* Extract:
• • • • • • •

It also wants to upgrade Britain’s Trident nuclear warheads for the 2030s

While the MoD is set to receive a funding boost, foreign aid may be cut by £4bn as ministers look for savings amid the COVID-19 pandemic.

Britain is legally committed to spending 0.7 percent of national income on overseas support but the Government is not ruling out a temporary reduction.

Cutting the budget to 0.5 percent would save more than £4billion in the next financial year.

Communities Secretary Robert Jenrick said: “It is legitimate to consider where savings can be made when public finances are under huge strain.”

Conservative MP Andrew Mitchell, a former international development secretary, said cutting aid spending would be “an extraordinary decision” that would “diminish” the UK on the world stage.

He said: “Covid has to be beaten everywhere and Britain’s development budget is playing a key role in vulnerable parts of the world where no effective health system exists.”

• • • • • • •

* Instructions:
1. Transcribe the passage on Britain's aid budget word for word, from "Britain is legally" up to and including "next financial year.".
2. Rewrite the paragraph of the passage on Britain's aid budget that begins "Conservative MP Andrew Mitchell" as one shorter sentence that keeps its main facts.
3. Continue the passage on Britain's aid budget from its final sentence.
The material that comes after this passage on Britain's aid budget has no connection to it.

• • • • • • •

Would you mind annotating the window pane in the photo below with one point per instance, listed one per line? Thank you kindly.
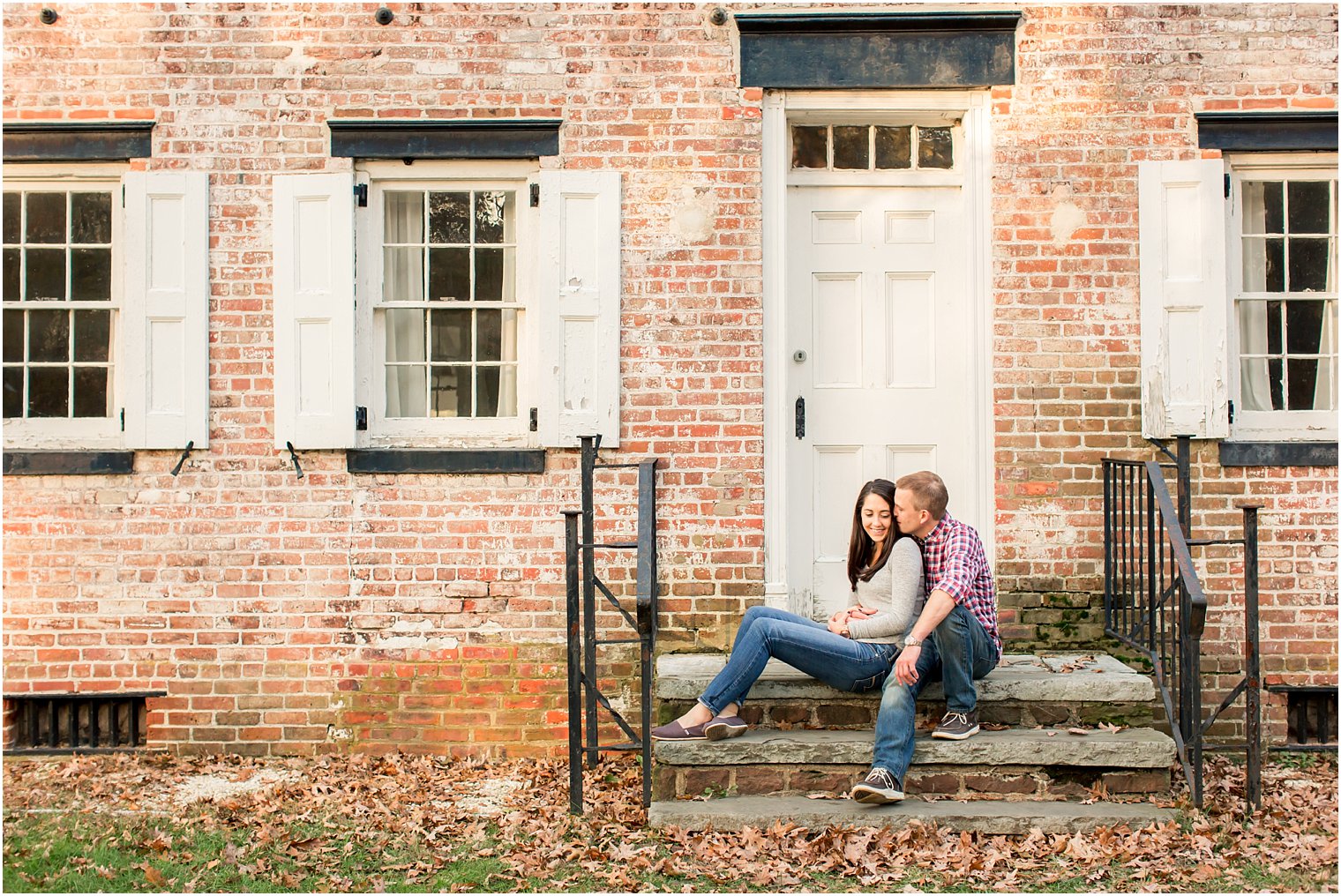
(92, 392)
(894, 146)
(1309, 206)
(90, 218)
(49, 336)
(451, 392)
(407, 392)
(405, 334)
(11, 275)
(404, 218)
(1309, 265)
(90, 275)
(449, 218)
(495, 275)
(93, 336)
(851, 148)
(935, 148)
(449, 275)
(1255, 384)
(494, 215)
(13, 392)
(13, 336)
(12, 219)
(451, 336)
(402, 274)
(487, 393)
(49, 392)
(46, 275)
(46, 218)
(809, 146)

• • • • • • •

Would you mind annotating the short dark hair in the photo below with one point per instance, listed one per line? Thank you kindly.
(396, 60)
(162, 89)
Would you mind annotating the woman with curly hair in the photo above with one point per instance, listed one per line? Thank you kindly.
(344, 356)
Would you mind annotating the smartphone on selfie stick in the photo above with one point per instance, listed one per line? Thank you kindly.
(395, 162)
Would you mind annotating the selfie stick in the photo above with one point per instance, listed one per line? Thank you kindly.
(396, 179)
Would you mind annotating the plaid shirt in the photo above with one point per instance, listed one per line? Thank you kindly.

• • • • • • •

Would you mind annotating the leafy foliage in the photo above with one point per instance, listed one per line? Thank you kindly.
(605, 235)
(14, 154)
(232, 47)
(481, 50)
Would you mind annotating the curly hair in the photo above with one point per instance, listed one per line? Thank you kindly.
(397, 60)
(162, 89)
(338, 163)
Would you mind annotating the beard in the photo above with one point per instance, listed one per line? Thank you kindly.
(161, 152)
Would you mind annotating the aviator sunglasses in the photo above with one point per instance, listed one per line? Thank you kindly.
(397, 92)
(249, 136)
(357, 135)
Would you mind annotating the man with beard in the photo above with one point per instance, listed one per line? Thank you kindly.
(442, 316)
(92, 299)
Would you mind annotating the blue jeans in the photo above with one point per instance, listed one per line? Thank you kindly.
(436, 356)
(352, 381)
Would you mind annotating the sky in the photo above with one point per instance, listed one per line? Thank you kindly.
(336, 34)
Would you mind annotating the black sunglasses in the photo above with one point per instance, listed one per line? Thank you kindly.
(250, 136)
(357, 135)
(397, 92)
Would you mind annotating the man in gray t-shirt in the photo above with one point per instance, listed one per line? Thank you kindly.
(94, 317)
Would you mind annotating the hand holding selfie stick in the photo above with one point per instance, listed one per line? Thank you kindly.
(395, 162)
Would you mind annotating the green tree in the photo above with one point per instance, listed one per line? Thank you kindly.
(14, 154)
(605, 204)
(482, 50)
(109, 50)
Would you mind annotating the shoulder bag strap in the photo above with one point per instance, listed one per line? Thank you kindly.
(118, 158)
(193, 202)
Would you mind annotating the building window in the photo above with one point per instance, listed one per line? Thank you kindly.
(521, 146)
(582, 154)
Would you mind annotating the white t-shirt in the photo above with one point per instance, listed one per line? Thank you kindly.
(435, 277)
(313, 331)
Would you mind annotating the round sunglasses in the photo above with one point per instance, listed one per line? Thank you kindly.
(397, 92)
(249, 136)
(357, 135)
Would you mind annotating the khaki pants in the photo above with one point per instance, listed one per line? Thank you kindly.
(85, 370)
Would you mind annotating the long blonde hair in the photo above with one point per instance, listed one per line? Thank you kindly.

• • • • • • •

* Numbered answers:
1.
Britain is legally committed to spending 0.7 percent of national income on overseas support but the Government is not ruling out a temporary reduction.

Cutting the budget to 0.5 percent would save more than £4billion in the next financial year.

2. Former international development secretary Andrew Mitchell, a Conservative MP, called an aid cut "an extraordinary decision" that would "diminish" the UK internationally.

3.
Last month, foreign secretary Dominic Raab insisted the foreign aid should be “anchored” to the UK national interest.

He said: “It’s right to say that when you invest in large sums of money in order to pursue a sustainable partnership, there needs to be something anchored to the UK national interest.

“So, we’ll look at all of the areas, whether it’s trade, whether it’s the military assets that were deployed, and see how we can effectively synergise all of those strains with the aid money going in.

“They’re not siloed, they shouldn’t be, whether it’s pursuing our moral interest or our national interest.

“We think that’s the right thing to do.”